Given records Start Marker
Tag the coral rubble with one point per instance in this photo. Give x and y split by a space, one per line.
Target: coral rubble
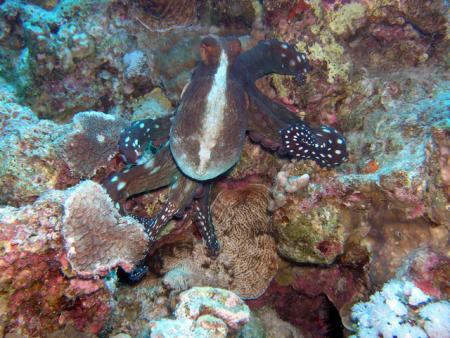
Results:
360 249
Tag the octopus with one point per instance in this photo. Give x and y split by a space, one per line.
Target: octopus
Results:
218 109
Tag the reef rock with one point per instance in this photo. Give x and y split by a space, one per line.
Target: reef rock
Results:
203 312
248 260
96 237
37 299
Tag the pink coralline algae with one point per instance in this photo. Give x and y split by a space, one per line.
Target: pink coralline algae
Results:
96 237
203 312
37 298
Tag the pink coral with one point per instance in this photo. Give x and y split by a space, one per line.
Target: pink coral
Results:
38 299
97 238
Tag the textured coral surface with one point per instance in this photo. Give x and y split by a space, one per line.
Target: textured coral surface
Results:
304 243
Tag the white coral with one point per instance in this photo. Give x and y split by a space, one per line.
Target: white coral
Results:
391 312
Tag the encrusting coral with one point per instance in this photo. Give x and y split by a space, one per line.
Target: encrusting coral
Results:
248 259
203 312
231 106
97 238
91 143
401 309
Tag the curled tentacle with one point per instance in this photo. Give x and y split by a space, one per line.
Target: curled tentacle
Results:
269 119
324 145
141 135
272 56
158 171
203 221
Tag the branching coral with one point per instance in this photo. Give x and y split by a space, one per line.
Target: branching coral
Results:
401 309
203 312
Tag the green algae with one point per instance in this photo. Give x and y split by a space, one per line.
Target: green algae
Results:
312 237
343 20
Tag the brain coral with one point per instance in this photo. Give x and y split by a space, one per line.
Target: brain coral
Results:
247 261
243 227
96 237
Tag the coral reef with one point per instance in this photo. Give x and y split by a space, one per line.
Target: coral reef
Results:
37 299
203 312
401 309
247 261
96 237
361 245
91 143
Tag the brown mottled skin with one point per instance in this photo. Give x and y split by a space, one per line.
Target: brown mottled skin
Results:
196 152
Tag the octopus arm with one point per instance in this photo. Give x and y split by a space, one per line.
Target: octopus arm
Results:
181 195
142 134
276 128
273 125
149 174
203 221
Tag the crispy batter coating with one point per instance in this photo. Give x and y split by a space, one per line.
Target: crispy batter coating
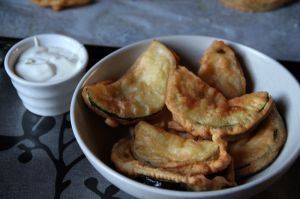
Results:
124 161
220 69
162 149
255 5
203 111
140 92
256 151
61 4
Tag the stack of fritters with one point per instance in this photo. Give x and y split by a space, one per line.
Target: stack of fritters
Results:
208 110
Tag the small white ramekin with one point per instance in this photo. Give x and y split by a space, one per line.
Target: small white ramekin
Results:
46 98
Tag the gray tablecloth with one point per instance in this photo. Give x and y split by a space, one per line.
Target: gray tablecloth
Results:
121 22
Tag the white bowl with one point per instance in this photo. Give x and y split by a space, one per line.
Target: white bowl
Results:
96 139
46 98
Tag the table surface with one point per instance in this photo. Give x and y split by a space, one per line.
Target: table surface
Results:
39 157
121 22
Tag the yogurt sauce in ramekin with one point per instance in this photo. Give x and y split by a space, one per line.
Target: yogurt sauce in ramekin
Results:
45 64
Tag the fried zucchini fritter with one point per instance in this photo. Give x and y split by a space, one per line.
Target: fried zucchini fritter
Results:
124 161
220 69
202 111
256 151
162 149
140 92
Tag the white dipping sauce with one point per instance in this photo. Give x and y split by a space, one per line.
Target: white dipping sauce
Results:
45 64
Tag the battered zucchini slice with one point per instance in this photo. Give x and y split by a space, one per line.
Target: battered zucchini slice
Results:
162 149
220 68
258 149
202 110
137 94
125 162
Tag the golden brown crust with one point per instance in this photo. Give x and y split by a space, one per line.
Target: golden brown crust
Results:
220 69
202 111
256 151
61 4
255 5
166 150
139 93
125 162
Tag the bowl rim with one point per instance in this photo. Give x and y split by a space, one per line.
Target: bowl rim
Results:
10 69
168 192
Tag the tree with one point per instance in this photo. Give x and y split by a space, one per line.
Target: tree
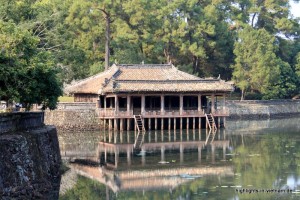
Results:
26 73
258 69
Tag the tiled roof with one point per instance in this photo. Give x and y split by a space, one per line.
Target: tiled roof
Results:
146 78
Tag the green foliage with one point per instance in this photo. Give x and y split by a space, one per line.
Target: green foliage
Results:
26 73
258 68
259 39
85 189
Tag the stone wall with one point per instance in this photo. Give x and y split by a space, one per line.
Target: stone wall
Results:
73 116
20 121
263 109
29 159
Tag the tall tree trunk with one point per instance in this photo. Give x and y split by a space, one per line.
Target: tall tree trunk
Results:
107 41
243 95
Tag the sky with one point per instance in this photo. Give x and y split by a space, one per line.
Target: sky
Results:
295 8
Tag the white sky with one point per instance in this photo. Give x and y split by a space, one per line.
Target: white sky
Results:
295 8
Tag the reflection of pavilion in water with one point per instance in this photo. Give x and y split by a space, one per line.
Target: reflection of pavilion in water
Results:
167 160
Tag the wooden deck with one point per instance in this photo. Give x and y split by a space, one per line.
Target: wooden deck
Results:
112 114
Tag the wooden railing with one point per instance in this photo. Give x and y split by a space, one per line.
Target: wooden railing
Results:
150 113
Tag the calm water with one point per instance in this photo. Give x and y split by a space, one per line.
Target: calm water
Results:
247 160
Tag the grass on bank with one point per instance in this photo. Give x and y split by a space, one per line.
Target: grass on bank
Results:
65 99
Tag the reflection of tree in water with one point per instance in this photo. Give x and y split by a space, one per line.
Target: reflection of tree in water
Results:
260 161
265 161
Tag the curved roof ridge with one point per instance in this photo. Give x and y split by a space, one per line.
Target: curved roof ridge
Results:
144 65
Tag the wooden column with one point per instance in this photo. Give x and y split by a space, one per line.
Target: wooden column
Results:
213 103
162 155
110 124
187 123
128 124
149 123
174 124
128 156
105 105
194 124
181 153
162 104
199 154
104 124
181 123
143 104
116 104
224 104
199 104
199 123
128 105
180 104
115 124
121 124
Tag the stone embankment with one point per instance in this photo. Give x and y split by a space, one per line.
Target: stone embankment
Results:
263 109
30 158
73 116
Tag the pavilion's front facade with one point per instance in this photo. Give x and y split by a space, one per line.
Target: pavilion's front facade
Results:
164 96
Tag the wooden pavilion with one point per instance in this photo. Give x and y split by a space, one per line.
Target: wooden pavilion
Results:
153 96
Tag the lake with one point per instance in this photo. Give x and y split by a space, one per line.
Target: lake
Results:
247 160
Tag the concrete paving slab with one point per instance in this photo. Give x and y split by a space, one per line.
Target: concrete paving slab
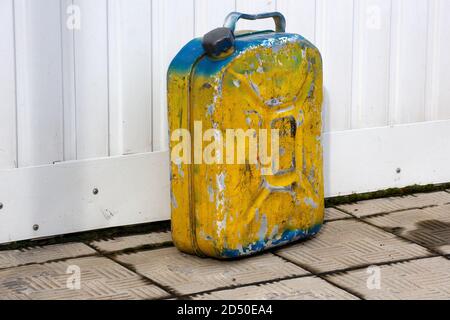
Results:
131 242
188 274
386 205
350 243
100 278
418 279
13 258
305 288
428 227
332 214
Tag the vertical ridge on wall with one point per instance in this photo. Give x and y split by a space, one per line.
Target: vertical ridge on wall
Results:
130 74
441 47
408 61
172 28
8 148
91 80
370 106
68 22
39 82
334 39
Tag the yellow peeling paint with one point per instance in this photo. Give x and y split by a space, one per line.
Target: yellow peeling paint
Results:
229 207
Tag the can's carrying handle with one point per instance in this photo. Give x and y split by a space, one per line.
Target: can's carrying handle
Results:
232 19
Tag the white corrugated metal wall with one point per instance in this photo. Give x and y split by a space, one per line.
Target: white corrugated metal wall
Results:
85 79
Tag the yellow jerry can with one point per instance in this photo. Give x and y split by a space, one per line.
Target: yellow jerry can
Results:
245 140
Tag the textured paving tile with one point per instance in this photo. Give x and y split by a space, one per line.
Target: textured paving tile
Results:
350 243
12 258
334 214
189 274
129 242
305 288
384 205
101 278
417 279
429 227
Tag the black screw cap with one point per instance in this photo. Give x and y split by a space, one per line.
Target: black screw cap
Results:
218 41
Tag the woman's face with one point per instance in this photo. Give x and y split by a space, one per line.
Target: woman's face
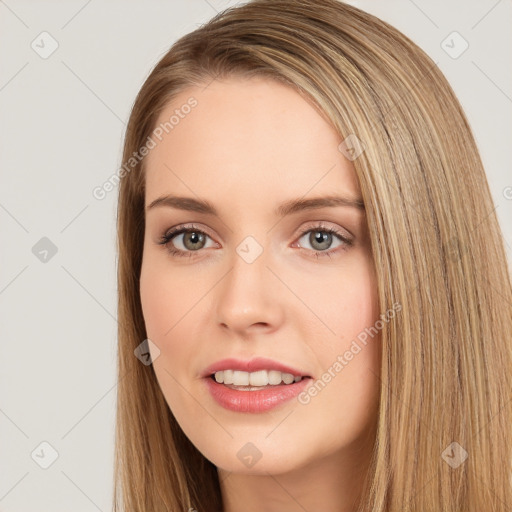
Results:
259 279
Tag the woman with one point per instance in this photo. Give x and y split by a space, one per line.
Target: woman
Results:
283 146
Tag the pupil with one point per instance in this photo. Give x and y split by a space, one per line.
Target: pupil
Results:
194 238
322 237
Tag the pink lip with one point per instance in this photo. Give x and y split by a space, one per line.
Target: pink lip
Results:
258 363
254 401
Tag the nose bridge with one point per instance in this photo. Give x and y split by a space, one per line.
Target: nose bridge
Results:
247 294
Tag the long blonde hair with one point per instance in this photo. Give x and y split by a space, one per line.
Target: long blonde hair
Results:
446 359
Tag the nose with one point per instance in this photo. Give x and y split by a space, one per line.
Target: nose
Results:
248 298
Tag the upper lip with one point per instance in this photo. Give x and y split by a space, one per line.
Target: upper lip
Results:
252 365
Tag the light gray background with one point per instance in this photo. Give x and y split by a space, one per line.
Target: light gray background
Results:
62 125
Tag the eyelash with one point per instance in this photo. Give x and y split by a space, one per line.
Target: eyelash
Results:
167 237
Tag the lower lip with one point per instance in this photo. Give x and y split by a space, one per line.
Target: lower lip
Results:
254 401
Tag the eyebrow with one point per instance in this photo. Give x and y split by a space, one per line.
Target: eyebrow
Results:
286 208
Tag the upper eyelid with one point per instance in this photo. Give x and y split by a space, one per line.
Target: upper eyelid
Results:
313 225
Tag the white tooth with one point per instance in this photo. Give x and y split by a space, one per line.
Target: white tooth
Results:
228 376
259 378
287 378
274 377
240 378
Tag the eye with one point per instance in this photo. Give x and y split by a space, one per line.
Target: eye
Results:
192 240
321 239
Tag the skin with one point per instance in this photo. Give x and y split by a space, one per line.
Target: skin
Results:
246 147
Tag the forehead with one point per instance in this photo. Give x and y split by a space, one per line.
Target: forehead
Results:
Given records End Marker
About this exercise
In the listing above, find each line containing "tentacle" and copy it.

Finished exercise
Tag the curled tentacle with one point per instance in this photo. Give x and y split by a space, one per line.
Target: curled tentacle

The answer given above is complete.